Problem: Copy out the Steve Ward boxing profile below word for word, from its first line to its last.

Excerpted text:
Personal information
- Nationality: United Kingdom
- Born: Steve Ward 8 December 1956 (age 69) Nottingham, United Kingdom
- Weight: Cruiserweight

Boxing career
- Stance: Orthodox

Boxing record
- Wins: 15
- Win by KO: 1
- Losses: 41

= Steve Ward (boxer) =

British boxer

Stephen Ward (born 12 August 1956) is an English former professional boxer, notable for having held the accolade of being the oldest professional boxer in the world. He was first confirmed as such in 2011 at age 54. Born in Nottingham and now living in nearby Mansfield, in 2012 Ward was given a civic reception by the mayor of Nottingham at Nottingham Council House to recognise his achievements.

==Fighting career==
Ward boxed as an amateur from 1967–1977. His original professional boxing career lasted from 1977 to 1987. After an industrial accident injured his foot leading to complex regional pain syndrome, he was treated by a Hong Kong surgeon recommended by a fellow martial artist when training at a gym. He then resumed boxing training including running for up to 10 mi and made a comeback in 2010 against Gregg Scott-Briggs to win the Midlands Area Cruiserweight belt. He then successfully defended the title against Pete McJob in March 2011, and again with a unanimous points decision against Keifer Bentley in June 2011.

Ward received the 2012 Sportsperson of the Year accolade at Mansfield's Sports Recognition Awards, a local yearly ceremony, in recognition of his world record and EBF title at Cruiserweight.

Ward suffered a hand injury on top of the work accident affecting one leg, and became a boxing coach to youngsters.

Provided information:
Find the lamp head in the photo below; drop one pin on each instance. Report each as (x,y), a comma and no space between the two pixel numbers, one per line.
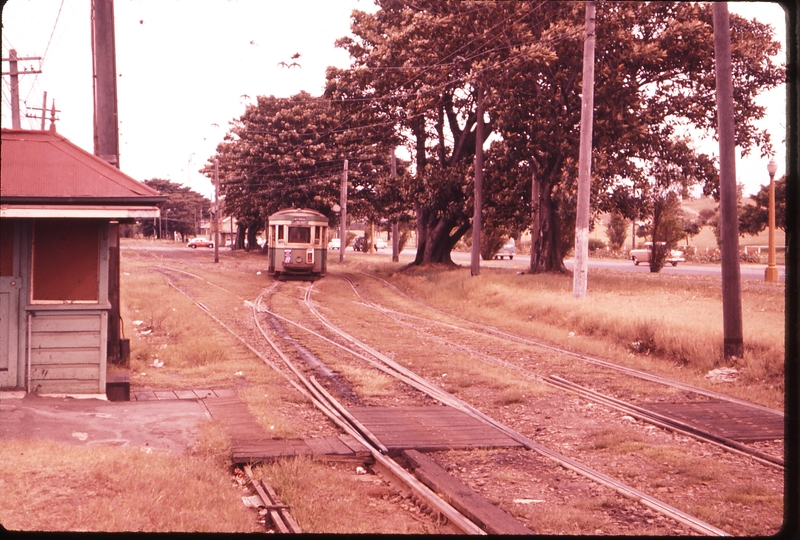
(772,167)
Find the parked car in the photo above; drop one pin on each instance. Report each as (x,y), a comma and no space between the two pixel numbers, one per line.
(643,255)
(200,242)
(508,250)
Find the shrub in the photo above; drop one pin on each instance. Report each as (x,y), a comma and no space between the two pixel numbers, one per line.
(595,244)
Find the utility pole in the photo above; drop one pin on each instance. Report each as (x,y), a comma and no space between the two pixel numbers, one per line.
(395,226)
(14,73)
(43,109)
(104,70)
(729,218)
(343,224)
(475,267)
(216,210)
(53,112)
(579,275)
(106,145)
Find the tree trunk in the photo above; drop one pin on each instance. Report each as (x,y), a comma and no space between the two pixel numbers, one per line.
(240,232)
(546,255)
(252,233)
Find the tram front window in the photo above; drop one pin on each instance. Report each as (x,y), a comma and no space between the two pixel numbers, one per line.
(299,235)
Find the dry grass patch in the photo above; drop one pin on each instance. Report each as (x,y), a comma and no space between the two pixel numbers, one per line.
(369,383)
(656,321)
(620,441)
(328,498)
(48,486)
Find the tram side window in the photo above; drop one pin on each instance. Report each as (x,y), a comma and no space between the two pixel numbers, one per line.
(300,235)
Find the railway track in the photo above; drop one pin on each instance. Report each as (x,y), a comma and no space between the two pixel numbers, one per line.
(717,415)
(308,385)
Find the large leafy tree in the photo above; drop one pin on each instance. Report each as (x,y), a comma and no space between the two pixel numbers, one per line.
(290,152)
(182,210)
(654,79)
(420,63)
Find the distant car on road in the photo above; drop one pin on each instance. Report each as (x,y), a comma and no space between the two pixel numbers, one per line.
(643,255)
(508,250)
(200,242)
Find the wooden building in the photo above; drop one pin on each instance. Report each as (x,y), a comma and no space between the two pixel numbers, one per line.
(60,210)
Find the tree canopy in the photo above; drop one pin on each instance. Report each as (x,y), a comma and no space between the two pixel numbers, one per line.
(413,79)
(181,212)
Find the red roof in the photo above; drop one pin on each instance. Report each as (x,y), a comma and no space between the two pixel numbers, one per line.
(45,164)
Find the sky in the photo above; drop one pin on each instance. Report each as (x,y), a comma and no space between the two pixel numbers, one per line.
(186,68)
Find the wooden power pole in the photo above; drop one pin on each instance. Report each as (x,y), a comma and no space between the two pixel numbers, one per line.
(475,267)
(579,279)
(14,73)
(729,217)
(395,225)
(106,146)
(343,224)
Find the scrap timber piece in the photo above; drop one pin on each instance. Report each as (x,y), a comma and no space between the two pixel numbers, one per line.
(480,511)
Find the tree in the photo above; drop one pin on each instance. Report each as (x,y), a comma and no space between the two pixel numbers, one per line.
(617,231)
(754,218)
(654,76)
(289,152)
(420,64)
(184,208)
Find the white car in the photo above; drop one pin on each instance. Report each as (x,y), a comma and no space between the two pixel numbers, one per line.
(508,250)
(643,255)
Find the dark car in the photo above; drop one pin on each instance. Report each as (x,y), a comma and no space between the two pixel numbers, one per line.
(200,242)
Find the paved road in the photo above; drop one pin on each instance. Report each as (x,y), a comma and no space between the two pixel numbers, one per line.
(748,271)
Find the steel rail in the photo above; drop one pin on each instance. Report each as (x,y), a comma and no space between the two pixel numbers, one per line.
(483,329)
(668,423)
(420,489)
(437,393)
(417,488)
(642,414)
(397,473)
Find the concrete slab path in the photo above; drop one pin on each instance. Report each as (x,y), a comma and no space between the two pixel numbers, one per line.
(166,425)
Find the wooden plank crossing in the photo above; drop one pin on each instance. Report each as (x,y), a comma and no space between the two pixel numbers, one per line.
(725,419)
(429,429)
(479,510)
(251,443)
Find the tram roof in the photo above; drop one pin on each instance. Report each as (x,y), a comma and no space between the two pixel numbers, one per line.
(294,213)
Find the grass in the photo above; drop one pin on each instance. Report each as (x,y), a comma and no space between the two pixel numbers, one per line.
(330,499)
(653,322)
(49,486)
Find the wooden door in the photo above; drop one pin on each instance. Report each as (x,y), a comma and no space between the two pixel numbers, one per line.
(10,284)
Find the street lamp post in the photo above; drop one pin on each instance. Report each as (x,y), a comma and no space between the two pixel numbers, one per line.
(771,273)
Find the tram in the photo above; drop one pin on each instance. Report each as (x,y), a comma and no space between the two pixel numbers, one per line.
(298,243)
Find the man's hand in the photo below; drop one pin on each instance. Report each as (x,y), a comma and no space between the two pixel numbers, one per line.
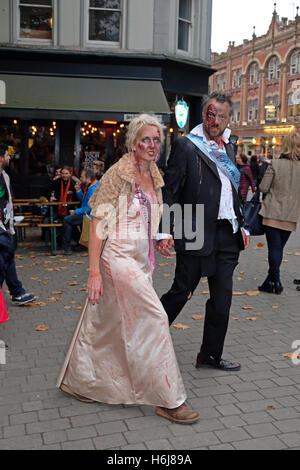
(246,239)
(164,246)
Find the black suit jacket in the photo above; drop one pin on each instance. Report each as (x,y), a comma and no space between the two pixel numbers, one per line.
(192,178)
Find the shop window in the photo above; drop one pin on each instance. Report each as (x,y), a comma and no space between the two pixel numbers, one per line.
(36,19)
(184,25)
(105,20)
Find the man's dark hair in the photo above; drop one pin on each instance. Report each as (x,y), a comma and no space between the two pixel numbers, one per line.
(89,174)
(220,98)
(3,149)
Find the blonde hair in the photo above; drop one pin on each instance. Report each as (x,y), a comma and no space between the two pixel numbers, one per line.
(136,125)
(291,146)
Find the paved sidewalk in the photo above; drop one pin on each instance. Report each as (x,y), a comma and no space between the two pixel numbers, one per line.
(256,408)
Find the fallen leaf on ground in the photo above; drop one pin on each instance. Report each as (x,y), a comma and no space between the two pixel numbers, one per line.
(179,326)
(42,328)
(291,355)
(253,293)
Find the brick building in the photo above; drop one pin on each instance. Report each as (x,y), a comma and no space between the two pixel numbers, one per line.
(263,76)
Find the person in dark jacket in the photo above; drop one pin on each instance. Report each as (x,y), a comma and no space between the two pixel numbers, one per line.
(202,172)
(246,180)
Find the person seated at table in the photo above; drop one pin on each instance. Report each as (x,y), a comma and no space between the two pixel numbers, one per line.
(98,168)
(85,190)
(63,190)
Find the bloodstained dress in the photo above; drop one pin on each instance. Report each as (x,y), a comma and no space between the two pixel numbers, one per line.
(122,351)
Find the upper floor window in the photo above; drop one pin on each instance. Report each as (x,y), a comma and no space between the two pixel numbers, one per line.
(254,74)
(105,20)
(184,25)
(295,63)
(239,77)
(36,19)
(274,69)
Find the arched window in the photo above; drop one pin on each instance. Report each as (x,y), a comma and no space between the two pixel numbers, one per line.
(254,74)
(274,68)
(295,63)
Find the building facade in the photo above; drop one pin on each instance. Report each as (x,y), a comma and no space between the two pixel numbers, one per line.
(263,77)
(73,73)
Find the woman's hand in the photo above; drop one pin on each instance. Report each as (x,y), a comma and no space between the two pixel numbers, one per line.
(94,287)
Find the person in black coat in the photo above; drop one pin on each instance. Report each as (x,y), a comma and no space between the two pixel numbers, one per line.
(206,178)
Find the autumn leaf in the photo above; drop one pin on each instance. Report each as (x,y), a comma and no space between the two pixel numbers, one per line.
(252,293)
(179,326)
(42,328)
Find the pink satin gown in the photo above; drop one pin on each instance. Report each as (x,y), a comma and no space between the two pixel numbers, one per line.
(122,351)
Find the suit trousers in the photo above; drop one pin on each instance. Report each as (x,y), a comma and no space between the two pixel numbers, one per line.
(219,267)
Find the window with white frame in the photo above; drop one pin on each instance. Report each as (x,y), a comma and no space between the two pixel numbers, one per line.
(295,63)
(274,68)
(105,20)
(35,19)
(255,106)
(184,25)
(224,81)
(239,77)
(250,110)
(291,104)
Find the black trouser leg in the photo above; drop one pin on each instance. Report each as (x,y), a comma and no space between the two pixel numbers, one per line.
(187,277)
(218,306)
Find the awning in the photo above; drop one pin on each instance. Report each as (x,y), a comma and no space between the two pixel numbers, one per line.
(47,97)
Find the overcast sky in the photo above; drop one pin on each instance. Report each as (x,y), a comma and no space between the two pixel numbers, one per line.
(233,20)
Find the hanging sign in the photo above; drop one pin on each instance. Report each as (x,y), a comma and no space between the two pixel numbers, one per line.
(181,113)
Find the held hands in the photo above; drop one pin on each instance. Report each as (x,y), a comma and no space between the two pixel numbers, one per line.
(94,288)
(164,246)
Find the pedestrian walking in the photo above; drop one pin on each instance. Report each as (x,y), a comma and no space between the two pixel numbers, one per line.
(280,207)
(122,350)
(16,290)
(202,170)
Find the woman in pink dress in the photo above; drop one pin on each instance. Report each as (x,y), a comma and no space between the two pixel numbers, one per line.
(122,351)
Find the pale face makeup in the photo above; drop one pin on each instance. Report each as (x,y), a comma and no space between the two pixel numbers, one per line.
(148,142)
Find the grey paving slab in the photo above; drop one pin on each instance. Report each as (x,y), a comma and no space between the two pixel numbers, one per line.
(256,408)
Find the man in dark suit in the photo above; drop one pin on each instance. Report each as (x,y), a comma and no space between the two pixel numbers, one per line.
(202,171)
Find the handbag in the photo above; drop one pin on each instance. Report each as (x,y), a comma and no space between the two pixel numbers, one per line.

Answer to this task:
Personal information
- Nationality: United Kingdom
- Born: Steve Ward 8 December 1956 (age 69) Nottingham, United Kingdom
- Weight: Cruiserweight

Boxing career
- Stance: Orthodox

Boxing record
- Wins: 15
- Win by KO: 1
- Losses: 41

= Steve Ward (boxer) =

British boxer

Stephen Ward (born 12 August 1956) is an English former professional boxer, notable for having held the accolade of being the oldest professional boxer in the world. He was first confirmed as such in 2011 at age 54. Born in Nottingham and now living in nearby Mansfield, in 2012 Ward was given a civic reception by the mayor of Nottingham at Nottingham Council House to recognise his achievements.

==Fighting career==
Ward boxed as an amateur from 1967–1977. His original professional boxing career lasted from 1977 to 1987. After an industrial accident injured his foot leading to complex regional pain syndrome, he was treated by a Hong Kong surgeon recommended by a fellow martial artist when training at a gym. He then resumed boxing training including running for up to 10 mi and made a comeback in 2010 against Gregg Scott-Briggs to win the Midlands Area Cruiserweight belt. He then successfully defended the title against Pete McJob in March 2011, and again with a unanimous points decision against Keifer Bentley in June 2011.

Ward received the 2012 Sportsperson of the Year accolade at Mansfield's Sports Recognition Awards, a local yearly ceremony, in recognition of his world record and EBF title at Cruiserweight.

Ward suffered a hand injury on top of the work accident affecting one leg, and became a boxing coach to youngsters.